§ **Consignes de l’exercice**:
1. Recopiez fidèlement tout ce qui va de « C’était probablement une » jusqu’à « traduit le discours. » dans l’extrait sur l’OCI.
2. Combien de lignes des enregistrements contiennent la chaîne « blue » ? Tenez compte de la casse et donnez seulement ce nombre.

§ **Extrait à lire**:
C’était probablement une première pour les Nations Unies. Les délégués du Conseil des droits de l’Homme à Genève ont entendu deux musulmans décrire l’islamisme comme «racisme», et dire que l’OCI (organisation de la conférence islamique) ne parle pas pour la majorité des musulmans dans le monde. Ils ont dénoncé l’OCI avec éloquence, et son bâilleur de fonds l’Arabie saoudite, ainsi que l’Iran et les Frères musulmans. L’un d’eux est le canadien Tarek Fatah, dont nous avons traduit le discours.
Tarek Fatah est le fondateur du Congrès musulman canadien et auteur de Chasing a Mirage: The Tragic Illusion of an Islamic State (Wiley 2008). Tarek Fatah fait partie de ces rares musulmans au pays qui au lieu de s’acharner à islamiser notre société, font plutôt la promotion des valeurs canadiennes de liberté et d’égalité auprès des musulmans du Canada et dans le monde. Fatah a été un partisan du NPD pendant de nombreuses années et a quitté ce parti parce qu’il s’est laissé infiltrer par des islamistes.
Son discours a été livré à la conférence parallèle de l’IHEU, International Humanist and Ethical Union, An analysis and Discussion of Religion and Freedom of Expression at the Human Rights Council, qui s’est tenue au Conseil des droits de l’Homme de l’ONU le 17 septembre 2008 à Genève. Pour une mise en contexte de cette conférence et des enjeux mondiaux en cause, lisez l’excellent article de fond: Réprimer la liberté d’expression au niveau mondial, par L. Savage, Maclean’s
Traduction de: The OIC does not speak for Muslims
Je m’adresse à vous en tant que musulman qui est né au Pakistan et y a vécu pendant 30 ans puis s’est expatrié en Arabie saoudite où j’ai travaillé pendant 10 ans. Depuis 1987, j’appelle le Canada ma patrie. Comme auteur, journaliste et militant musulman, j’ai vu le rôle et l’agenda tant du djihad violent que du djihad furtif (« soft ») se dérouler sous mes yeux et à travers le monde musulman.

§ **Enregistrements fournis**:
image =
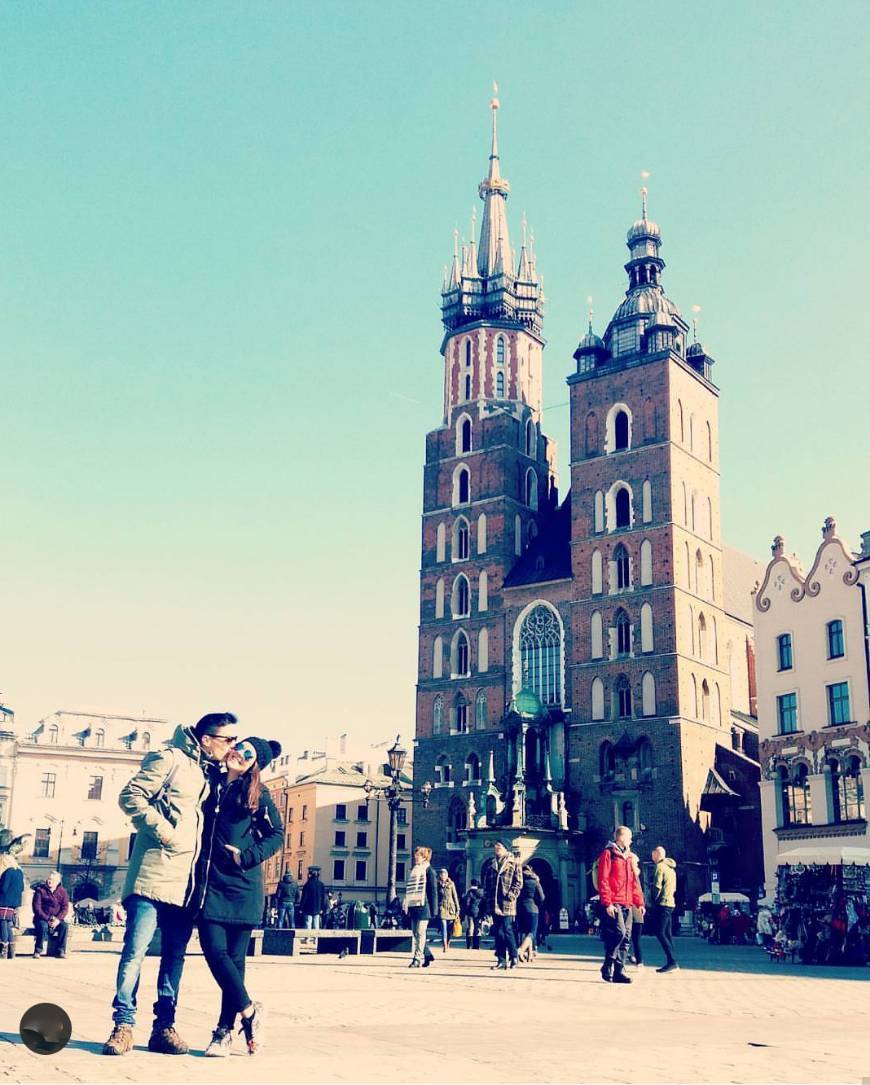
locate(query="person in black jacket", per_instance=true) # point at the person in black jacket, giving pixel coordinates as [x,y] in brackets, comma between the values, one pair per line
[245,830]
[285,898]
[472,905]
[312,902]
[527,910]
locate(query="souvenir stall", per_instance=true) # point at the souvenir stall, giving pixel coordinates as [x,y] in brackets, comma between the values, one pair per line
[822,906]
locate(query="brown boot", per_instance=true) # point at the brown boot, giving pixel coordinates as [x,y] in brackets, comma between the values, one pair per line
[120,1042]
[166,1042]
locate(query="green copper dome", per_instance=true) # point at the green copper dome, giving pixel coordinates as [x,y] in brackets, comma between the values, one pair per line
[527,703]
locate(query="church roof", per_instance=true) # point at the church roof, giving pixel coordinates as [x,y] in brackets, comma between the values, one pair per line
[548,557]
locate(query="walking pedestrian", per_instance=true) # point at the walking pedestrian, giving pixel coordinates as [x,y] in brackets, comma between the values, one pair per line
[314,900]
[165,803]
[11,891]
[245,830]
[618,889]
[528,905]
[421,903]
[637,920]
[51,905]
[472,904]
[664,889]
[448,907]
[288,891]
[503,883]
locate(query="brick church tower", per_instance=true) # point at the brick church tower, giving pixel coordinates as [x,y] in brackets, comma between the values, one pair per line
[488,483]
[581,664]
[650,679]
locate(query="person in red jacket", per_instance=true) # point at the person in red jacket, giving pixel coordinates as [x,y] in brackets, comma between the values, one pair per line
[51,905]
[618,890]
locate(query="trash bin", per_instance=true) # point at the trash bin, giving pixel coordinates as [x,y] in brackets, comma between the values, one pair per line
[360,919]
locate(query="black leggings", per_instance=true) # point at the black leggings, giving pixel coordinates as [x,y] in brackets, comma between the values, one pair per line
[225,946]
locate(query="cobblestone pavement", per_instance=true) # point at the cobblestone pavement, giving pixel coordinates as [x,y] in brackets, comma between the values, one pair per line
[727,1016]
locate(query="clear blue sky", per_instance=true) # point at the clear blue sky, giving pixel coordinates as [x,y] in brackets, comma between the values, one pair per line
[221,234]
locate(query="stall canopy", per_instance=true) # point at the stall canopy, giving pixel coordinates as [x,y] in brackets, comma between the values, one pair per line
[831,855]
[724,898]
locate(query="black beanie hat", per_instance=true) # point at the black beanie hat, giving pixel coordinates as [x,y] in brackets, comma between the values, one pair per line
[266,750]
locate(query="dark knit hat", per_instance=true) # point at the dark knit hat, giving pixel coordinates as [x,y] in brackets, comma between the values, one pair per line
[266,750]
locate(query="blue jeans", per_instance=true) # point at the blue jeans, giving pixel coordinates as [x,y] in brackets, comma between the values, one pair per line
[143,918]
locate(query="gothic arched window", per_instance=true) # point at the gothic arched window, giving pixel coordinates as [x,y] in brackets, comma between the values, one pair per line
[598,699]
[621,432]
[532,488]
[623,508]
[460,597]
[623,567]
[460,655]
[461,485]
[481,711]
[461,539]
[529,437]
[540,653]
[623,693]
[460,714]
[437,715]
[623,634]
[606,761]
[464,435]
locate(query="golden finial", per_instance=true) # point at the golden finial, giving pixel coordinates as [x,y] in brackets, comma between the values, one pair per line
[695,310]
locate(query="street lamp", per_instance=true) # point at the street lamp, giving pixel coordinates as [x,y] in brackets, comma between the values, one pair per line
[396,755]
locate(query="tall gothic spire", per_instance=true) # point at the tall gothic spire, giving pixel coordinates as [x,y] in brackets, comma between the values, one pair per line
[495,244]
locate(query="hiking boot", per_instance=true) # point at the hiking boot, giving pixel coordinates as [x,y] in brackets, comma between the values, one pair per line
[166,1042]
[220,1044]
[253,1029]
[120,1042]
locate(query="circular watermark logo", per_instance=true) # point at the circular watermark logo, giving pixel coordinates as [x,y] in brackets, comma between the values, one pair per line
[46,1029]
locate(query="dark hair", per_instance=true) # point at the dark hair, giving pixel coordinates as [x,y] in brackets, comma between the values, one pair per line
[210,722]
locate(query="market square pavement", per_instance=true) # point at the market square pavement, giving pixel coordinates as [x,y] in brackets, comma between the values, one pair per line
[727,1016]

§ **Réponses**:
1.
C’était probablement une première pour les Nations Unies. Les délégués du Conseil des droits de l’Homme à Genève ont entendu deux musulmans décrire l’islamisme comme «racisme», et dire que l’OCI (organisation de la conférence islamique) ne parle pas pour la majorité des musulmans dans le monde. Ils ont dénoncé l’OCI avec éloquence, et son bâilleur de fonds l’Arabie saoudite, ainsi que l’Iran et les Frères musulmans. L’un d’eux est le canadien Tarek Fatah, dont nous avons traduit le discours.

2. 2